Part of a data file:
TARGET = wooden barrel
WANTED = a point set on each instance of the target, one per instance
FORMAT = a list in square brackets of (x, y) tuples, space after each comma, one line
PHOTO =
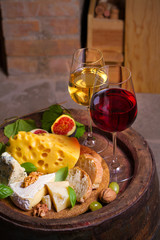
[(134, 215)]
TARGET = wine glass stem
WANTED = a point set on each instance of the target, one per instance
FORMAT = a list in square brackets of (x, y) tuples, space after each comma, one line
[(90, 132), (114, 164)]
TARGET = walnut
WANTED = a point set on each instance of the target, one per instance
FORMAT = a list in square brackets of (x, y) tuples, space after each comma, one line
[(30, 179), (107, 195), (40, 210)]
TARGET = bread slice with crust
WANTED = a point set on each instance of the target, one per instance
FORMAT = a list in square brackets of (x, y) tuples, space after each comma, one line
[(80, 181), (93, 167)]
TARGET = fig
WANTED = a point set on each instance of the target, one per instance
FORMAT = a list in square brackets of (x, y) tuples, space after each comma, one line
[(64, 125), (38, 131)]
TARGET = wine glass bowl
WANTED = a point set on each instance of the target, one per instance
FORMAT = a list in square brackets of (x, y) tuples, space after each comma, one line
[(114, 108), (85, 65)]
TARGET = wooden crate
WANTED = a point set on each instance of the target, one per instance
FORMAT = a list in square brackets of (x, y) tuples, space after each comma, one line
[(106, 35)]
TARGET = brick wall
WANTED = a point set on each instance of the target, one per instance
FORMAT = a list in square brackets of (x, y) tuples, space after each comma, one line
[(40, 35)]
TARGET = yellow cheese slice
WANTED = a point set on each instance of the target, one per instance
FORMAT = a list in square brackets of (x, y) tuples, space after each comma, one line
[(48, 152)]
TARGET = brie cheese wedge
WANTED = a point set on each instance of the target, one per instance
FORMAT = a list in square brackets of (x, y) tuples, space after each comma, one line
[(10, 170), (26, 198), (59, 194)]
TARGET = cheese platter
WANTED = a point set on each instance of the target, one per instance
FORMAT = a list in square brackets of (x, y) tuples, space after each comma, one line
[(79, 219)]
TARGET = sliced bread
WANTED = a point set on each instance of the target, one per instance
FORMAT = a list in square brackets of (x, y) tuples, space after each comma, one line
[(93, 167), (80, 181)]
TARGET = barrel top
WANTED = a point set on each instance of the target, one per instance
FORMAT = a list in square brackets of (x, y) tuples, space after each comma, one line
[(140, 163)]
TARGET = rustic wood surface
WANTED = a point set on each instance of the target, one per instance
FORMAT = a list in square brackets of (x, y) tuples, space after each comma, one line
[(133, 215), (142, 49)]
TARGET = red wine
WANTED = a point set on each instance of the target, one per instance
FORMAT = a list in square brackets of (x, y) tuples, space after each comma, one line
[(114, 109)]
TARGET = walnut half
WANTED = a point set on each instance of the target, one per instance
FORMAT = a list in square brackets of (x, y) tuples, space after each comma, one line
[(30, 179)]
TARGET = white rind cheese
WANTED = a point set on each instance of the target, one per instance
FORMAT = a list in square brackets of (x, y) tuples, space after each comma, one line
[(59, 194), (10, 170), (47, 200), (26, 198)]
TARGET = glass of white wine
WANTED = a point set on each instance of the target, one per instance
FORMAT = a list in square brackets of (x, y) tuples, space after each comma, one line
[(84, 67)]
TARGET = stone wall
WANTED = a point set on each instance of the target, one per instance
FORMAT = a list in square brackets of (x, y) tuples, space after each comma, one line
[(40, 35)]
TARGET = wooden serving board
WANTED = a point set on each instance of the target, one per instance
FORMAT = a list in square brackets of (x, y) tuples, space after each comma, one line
[(133, 215)]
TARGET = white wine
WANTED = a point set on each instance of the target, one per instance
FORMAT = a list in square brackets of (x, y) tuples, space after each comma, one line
[(81, 84)]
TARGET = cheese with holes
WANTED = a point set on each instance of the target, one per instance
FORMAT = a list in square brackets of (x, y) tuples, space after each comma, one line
[(10, 170), (59, 195), (47, 200), (48, 152), (28, 197)]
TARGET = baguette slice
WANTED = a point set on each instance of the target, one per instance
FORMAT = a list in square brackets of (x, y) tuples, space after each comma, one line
[(93, 167), (80, 181)]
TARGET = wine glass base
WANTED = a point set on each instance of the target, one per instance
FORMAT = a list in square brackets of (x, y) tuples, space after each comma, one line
[(118, 171), (98, 142)]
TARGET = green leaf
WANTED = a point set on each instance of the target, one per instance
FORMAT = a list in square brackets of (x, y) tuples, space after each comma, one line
[(29, 167), (49, 116), (80, 129), (20, 125), (61, 174), (2, 147), (5, 191), (72, 196), (55, 111)]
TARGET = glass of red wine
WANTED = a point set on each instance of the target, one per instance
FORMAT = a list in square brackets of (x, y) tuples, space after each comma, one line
[(113, 108)]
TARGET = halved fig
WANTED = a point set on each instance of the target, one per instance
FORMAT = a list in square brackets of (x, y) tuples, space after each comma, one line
[(39, 131), (64, 125)]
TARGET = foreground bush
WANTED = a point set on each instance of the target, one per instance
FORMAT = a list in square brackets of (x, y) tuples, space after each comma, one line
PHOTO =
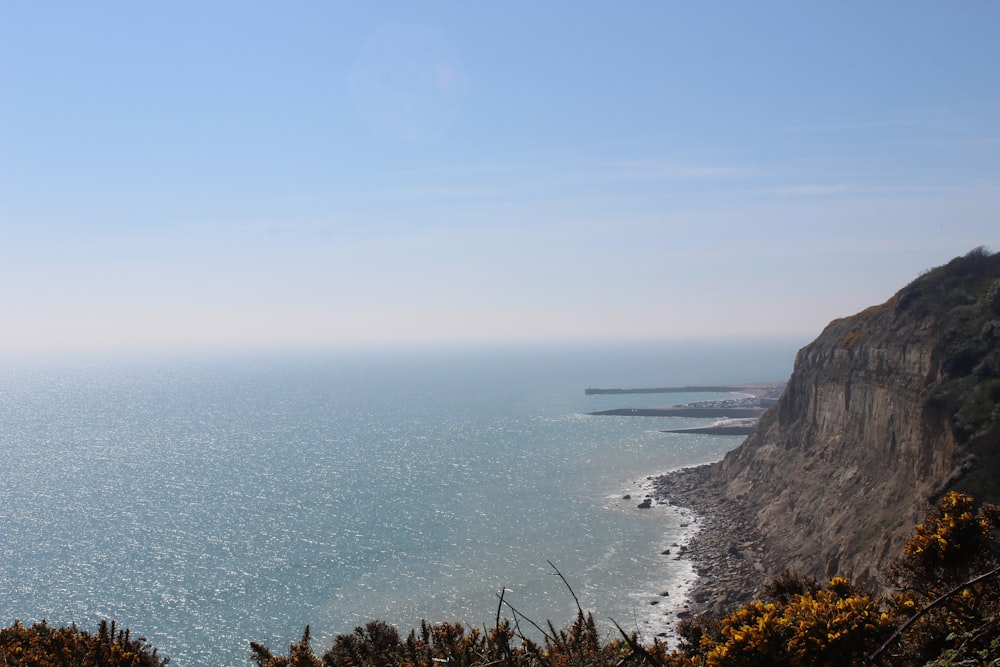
[(946, 613), (44, 646)]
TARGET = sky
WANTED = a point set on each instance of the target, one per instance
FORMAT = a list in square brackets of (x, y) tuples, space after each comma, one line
[(245, 174)]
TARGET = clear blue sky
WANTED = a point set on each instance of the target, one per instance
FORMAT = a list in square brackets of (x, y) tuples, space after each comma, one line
[(293, 173)]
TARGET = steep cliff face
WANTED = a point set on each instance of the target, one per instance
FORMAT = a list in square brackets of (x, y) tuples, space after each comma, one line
[(884, 411)]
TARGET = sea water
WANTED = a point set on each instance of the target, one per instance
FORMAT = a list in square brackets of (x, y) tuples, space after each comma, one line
[(206, 502)]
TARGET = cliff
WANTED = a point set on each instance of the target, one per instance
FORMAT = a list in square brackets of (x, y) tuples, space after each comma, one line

▶ [EXERCISE DETAILS]:
Copy out the lines of the records above from the line containing "TARGET = glass of red wine" up to and including the line containing "[(293, 173)]", but leave the pictures out.

▶ [EXERCISE SOLUTION]:
TARGET = glass of red wine
WANTED = a point set on each instance of the target, one per instance
FORMAT = a list in square brackets of (x, y) tuples, space after each comma, one line
[(113, 108)]
TARGET = halved fig
WANTED = a point set on each instance of the target, one per instance
FORMAT = a list in square brackets of (x, y) tuples, space after each comma, one line
[(39, 131), (64, 125)]
TARGET = foreground bush
WANTED = a point set on each instance of the target, one per instance
FORMAT = a list in square brackets of (x, y) tuples, space after each comma, one line
PHOTO =
[(946, 613), (44, 646)]
TARGET = sky
WANTED = a point set on each instance of the target, one per instance
FORMAT = a list in square brackets of (x, y) tuples, space after each comma, one line
[(245, 174)]
TARGET = clear blue sky
WANTED = a point set on each instance of the target, one per instance
FORMAT = a list in square brackets of (x, y) tuples, space after each comma, one line
[(293, 173)]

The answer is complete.